[Série d'exercices]
A. Répondez à ces questions à partir de l'extrait :
(i) En euros constants, quel était le budget du ministère de la défense en 1989 ?
(ii) Quel pays représentait 36 % du total mondial des dépenses militaires ?
(iii) À quelle position se trouvait la France en 2015 ?
B. Recopiez le passage de l'extrait qui commence par « La Russie  consacrait » et finit par « 2019 – 2025. ».

En euros constants, le ministère de la défense a perdu 20 % de son budget en 25 ans, il est passé de 36.8 milliards en 1989 à  31.4 milliards en 2017, alors que le PIB de la France durant cette même période est passé de 1 billion de dollar US à 2,465 billions. (Source banque mondiale). En 2014, la France a consacré 2,2 % de son produit intérieur brut (PIB) aux dépenses militaires, selon les chiffres de l'Institut international de recherche sur la paix de Stockholm (Sipri), qui permet de les comparer avec ceux des autres Etats.

La Russie  consacrait en 2015,  5.4% de son PIB à sa défense,  ce qui représentait  4% du total mondial, la Chine, 1.9%. Elle était à  13% du total mondial. Les Etats-Unis avec 3.3% de son PIB est à 36% du total mondial. Quant à la France, avec 2.2% (chiffres du SIPRI incluant les retraites) 3% du total mondial, elle était en 2015 en 7° position derrière les E.U, la Chine, l’Arabie Saoudite (13.7% du PIB pour 13% du total mondial), la Russie, le Royaume-Uni (qui dégringole) et l’Inde. (1)

Il n’est pas inutile de rappeler ces quelques chiffres avant la parution de la prochaine loi de programmation 2019 – 2025.

La France, puissance nucléaire et membre permanent du conseil de sécurité de l’ONU, se situe parmi les 7 puissances mondiales qui compte en matière de défense, sauf que lorsque l’on compare les outils des uns avec les autres, le bilan est plus que mitigé.

[Données fournies]
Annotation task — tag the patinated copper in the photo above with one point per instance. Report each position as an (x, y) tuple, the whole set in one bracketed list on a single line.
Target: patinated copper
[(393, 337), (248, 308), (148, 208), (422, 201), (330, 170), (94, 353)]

[Corrigé]
A.
(i) 36,8 milliards
(ii) Les États-Unis
(iii) La 7e position

B.
La Russie  consacrait en 2015,  5.4% de son PIB à sa défense,  ce qui représentait  4% du total mondial, la Chine, 1.9%. Elle était à  13% du total mondial. Les Etats-Unis avec 3.3% de son PIB est à 36% du total mondial. Quant à la France, avec 2.2% (chiffres du SIPRI incluant les retraites) 3% du total mondial, elle était en 2015 en 7° position derrière les E.U, la Chine, l’Arabie Saoudite (13.7% du PIB pour 13% du total mondial), la Russie, le Royaume-Uni (qui dégringole) et l’Inde. (1)

Il n’est pas inutile de rappeler ces quelques chiffres avant la parution de la prochaine loi de programmation 2019 – 2025.